## Set problem
Format the records as a JSON list of strings, one string per line with blank lines omitted, from the line that contains "Exercise. Point to every instance of the sky" through the end of the records. Include only those lines.

## Material for this exercise

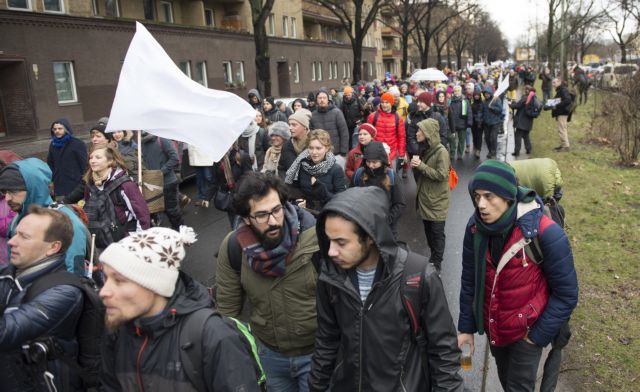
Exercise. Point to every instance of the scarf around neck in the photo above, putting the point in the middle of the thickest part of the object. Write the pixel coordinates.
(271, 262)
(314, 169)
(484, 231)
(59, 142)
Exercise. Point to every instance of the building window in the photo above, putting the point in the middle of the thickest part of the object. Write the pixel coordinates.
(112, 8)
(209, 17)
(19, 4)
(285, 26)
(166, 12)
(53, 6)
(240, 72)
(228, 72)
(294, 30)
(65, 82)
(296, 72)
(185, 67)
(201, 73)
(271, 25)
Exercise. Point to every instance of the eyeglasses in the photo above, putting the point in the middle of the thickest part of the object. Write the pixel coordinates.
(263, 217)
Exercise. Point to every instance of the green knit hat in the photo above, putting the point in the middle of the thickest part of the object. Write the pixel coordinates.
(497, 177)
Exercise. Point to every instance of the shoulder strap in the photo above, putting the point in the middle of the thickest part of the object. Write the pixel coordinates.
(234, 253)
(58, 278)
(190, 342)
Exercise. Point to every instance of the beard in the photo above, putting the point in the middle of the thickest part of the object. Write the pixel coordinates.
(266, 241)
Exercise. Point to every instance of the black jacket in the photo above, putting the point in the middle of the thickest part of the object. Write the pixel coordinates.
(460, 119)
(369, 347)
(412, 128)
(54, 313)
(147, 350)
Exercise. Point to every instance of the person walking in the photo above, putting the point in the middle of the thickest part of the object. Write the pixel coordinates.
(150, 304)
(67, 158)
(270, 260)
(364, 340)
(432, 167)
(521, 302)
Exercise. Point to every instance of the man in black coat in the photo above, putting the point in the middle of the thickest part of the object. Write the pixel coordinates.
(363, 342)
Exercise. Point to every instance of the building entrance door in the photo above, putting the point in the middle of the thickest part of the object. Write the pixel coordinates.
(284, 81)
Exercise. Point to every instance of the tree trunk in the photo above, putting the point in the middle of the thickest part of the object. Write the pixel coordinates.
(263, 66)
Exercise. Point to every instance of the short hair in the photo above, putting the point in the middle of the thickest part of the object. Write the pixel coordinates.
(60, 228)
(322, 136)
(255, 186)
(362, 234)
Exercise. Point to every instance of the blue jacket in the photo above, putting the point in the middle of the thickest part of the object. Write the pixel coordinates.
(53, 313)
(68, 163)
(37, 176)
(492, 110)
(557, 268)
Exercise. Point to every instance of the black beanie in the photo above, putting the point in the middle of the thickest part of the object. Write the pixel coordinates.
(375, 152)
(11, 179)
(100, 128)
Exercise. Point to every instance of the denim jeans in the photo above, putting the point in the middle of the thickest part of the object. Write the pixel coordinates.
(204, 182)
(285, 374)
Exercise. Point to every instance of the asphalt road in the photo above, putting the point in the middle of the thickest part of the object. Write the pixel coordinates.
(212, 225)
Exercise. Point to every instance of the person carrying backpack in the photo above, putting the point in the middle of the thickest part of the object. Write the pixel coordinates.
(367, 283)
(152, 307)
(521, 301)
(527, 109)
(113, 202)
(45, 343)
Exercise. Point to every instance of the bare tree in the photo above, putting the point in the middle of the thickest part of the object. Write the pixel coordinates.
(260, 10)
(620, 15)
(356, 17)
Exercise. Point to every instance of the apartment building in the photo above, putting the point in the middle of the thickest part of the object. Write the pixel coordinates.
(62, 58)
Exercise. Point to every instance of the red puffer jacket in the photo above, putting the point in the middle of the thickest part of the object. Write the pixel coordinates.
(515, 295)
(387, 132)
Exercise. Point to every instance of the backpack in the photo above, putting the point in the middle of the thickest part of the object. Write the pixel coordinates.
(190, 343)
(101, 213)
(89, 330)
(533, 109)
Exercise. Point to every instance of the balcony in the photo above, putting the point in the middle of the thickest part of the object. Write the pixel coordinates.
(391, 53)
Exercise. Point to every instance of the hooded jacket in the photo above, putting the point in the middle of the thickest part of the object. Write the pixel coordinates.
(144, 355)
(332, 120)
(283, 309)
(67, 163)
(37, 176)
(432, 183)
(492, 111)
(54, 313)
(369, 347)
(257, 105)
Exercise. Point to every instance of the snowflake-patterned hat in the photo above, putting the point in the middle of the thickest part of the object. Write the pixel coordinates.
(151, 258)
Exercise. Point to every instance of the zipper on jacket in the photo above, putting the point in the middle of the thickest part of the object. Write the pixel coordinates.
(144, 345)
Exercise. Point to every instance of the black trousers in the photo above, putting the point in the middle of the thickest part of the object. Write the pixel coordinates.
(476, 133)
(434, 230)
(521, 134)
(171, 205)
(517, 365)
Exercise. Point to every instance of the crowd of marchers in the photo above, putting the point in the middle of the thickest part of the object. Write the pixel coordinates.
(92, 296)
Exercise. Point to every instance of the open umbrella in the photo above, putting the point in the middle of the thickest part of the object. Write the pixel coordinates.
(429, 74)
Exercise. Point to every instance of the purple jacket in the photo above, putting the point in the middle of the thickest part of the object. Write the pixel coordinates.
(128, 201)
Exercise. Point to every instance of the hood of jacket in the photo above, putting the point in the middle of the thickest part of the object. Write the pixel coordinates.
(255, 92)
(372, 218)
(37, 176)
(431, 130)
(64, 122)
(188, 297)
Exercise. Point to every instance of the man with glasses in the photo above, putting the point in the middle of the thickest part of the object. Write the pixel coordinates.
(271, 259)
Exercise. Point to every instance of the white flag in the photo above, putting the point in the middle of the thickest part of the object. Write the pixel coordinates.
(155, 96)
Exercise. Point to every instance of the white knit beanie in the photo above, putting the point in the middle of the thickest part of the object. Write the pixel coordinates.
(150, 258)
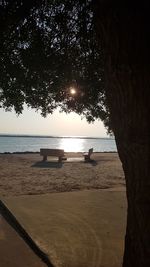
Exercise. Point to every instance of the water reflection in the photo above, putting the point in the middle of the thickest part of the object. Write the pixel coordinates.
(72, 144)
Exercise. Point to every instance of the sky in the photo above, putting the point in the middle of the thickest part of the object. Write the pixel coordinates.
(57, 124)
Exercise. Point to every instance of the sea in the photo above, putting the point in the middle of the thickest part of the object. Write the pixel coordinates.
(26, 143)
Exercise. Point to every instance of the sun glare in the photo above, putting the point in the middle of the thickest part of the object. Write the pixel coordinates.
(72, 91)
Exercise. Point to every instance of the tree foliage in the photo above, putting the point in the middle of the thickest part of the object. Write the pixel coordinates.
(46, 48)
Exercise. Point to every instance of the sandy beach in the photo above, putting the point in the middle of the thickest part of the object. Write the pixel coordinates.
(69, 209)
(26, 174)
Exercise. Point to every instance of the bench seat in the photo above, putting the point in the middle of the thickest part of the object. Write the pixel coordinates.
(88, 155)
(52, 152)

## Output for this task
[
  "Exercise. Point to every instance of the sky in the photo above, putting the point in the middle of the thickest part of the object. Write the pixel coordinates.",
  "(57, 124)",
  "Exercise. Point to every instance of the sea in the photo above, putting the point in the middle of the thickest part of the object. Write the pixel coordinates.",
  "(26, 143)",
  "Exercise. Point to every instance of the sun glare in the photo above, putting the point in the middle of the thickest part of the object. Write the pixel coordinates.",
  "(72, 91)",
  "Exercise. Point to every instance of the tree foliage in the photo above, putting the point in the middle of the thickest part of the object. Write the pixel coordinates.",
  "(46, 48)",
  "Exercise. Point to every instance of the sandy beach in the photo above, putting the point in the middle of the thickest part of the object. Write the pixel coordinates.",
  "(69, 209)",
  "(26, 174)",
  "Exercise. Point to every instance of the bench seat in the photo above, putting the point in the middle of the thickest part of the object. Write the pixel coordinates.",
  "(88, 155)",
  "(52, 152)"
]